Brief: Write out exactly the lines from the line that contains "Lane-count request: drop a dot on each instance of the dirt" through the final line of the listing below, and no others.
______
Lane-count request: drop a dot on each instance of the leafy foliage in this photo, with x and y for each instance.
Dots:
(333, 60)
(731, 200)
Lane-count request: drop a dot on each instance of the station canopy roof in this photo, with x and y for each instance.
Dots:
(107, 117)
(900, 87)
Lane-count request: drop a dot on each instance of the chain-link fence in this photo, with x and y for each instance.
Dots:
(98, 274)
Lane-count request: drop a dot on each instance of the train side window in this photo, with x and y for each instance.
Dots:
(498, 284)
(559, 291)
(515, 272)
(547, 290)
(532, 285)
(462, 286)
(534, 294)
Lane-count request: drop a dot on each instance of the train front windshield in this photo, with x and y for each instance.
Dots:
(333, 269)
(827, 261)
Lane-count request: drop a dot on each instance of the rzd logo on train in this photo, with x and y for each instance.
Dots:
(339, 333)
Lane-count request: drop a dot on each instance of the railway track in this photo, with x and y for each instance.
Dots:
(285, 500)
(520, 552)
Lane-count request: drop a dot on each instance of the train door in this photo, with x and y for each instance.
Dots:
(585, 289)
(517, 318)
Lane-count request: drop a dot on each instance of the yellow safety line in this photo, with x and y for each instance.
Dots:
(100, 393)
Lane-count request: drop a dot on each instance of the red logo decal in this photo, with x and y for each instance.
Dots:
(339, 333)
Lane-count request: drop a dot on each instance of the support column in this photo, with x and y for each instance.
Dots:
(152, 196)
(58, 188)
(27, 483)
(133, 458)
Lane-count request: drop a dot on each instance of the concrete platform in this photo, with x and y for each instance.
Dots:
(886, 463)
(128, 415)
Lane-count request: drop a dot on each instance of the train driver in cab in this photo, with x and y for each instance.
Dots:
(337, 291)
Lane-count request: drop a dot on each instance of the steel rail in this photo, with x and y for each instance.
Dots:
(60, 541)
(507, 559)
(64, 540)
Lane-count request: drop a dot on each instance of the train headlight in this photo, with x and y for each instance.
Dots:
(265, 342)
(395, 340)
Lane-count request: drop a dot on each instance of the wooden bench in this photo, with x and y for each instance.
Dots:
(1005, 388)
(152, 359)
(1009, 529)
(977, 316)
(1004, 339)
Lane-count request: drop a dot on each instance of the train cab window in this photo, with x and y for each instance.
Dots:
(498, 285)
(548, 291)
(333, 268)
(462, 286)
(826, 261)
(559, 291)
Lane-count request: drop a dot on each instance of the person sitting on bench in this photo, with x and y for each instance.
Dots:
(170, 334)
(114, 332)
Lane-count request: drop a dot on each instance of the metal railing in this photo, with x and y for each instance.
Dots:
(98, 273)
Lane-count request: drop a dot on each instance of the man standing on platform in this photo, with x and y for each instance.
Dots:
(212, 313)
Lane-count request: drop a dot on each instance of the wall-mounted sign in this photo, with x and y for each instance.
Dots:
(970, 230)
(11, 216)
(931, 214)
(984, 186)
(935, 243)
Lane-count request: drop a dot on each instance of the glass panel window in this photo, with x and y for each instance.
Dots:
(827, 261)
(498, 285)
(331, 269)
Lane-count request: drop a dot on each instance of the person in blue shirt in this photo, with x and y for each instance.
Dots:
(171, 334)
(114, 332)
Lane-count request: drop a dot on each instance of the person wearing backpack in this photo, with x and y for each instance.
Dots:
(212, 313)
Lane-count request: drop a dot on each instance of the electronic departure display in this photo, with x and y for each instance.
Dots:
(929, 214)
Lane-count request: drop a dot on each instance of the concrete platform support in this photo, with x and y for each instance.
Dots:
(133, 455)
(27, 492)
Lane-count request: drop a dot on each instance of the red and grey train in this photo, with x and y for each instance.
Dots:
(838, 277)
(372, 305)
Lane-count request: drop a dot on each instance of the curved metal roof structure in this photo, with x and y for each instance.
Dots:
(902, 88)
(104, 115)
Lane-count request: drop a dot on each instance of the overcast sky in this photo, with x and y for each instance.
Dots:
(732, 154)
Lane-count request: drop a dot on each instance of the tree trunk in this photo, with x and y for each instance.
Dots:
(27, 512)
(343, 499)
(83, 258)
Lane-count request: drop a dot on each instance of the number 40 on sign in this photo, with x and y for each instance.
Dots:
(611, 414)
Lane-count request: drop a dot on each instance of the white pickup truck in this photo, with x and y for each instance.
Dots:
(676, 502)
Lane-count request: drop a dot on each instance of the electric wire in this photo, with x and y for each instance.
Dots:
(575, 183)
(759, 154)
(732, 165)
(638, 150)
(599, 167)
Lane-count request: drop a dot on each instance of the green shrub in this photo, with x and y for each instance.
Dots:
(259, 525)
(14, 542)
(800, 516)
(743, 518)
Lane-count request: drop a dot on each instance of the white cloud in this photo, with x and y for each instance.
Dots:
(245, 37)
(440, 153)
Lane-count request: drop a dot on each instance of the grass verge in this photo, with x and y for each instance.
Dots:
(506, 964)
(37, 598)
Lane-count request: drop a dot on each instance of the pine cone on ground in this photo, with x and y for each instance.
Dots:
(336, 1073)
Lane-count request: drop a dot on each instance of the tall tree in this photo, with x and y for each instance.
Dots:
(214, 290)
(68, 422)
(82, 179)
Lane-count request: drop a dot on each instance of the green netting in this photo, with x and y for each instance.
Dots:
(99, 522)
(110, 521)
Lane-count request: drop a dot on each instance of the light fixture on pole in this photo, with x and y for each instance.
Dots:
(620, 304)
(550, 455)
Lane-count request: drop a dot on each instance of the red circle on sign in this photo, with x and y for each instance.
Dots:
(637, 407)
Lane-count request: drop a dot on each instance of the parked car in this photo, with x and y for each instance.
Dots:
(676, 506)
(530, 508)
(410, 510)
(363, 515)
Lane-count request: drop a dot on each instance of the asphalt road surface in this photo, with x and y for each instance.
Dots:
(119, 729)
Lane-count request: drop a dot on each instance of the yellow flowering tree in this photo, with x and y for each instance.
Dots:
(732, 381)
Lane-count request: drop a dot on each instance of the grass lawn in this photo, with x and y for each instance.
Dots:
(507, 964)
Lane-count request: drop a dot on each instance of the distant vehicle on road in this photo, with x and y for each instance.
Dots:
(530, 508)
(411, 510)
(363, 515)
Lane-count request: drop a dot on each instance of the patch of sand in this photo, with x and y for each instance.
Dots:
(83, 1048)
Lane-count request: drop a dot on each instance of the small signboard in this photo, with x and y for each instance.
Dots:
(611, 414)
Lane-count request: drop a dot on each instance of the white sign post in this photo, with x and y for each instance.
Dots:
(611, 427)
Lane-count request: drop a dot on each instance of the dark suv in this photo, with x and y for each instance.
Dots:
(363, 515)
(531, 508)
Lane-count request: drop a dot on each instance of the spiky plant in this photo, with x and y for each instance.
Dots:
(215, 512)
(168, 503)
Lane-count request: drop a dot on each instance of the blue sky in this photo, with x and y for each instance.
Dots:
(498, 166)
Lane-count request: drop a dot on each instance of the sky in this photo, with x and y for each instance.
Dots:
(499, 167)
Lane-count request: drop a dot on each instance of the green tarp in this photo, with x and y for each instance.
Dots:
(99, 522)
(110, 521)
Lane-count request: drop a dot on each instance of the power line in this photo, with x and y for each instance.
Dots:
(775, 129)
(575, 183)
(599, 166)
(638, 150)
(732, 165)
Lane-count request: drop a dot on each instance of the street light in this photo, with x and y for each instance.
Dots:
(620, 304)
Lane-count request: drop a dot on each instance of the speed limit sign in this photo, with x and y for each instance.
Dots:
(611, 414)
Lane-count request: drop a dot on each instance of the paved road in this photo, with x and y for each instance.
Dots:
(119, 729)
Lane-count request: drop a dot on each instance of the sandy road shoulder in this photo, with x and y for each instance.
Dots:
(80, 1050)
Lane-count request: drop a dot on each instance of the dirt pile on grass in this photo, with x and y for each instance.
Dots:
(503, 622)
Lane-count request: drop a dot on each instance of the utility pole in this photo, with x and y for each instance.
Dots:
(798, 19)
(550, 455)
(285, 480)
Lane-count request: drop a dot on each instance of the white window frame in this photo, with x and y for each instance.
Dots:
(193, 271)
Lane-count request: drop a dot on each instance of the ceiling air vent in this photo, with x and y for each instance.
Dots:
______
Solution for this exercise:
Lane-count request: drop a dot on each instance of the dirt pile on grass in this photo, with x and y for each instance.
Dots:
(503, 622)
Lane-count request: drop a dot on each instance of the utility pole in this photo, with x and y for each instance.
Dots:
(798, 19)
(550, 455)
(285, 480)
Lane-count request: drop a dot on each instance of the white window frame in this photo, with x and y for each instance.
Dots:
(193, 271)
Lane-count request: drop a dot on each instance of the ceiling air vent in this photo, with x and y for each instance.
Dots:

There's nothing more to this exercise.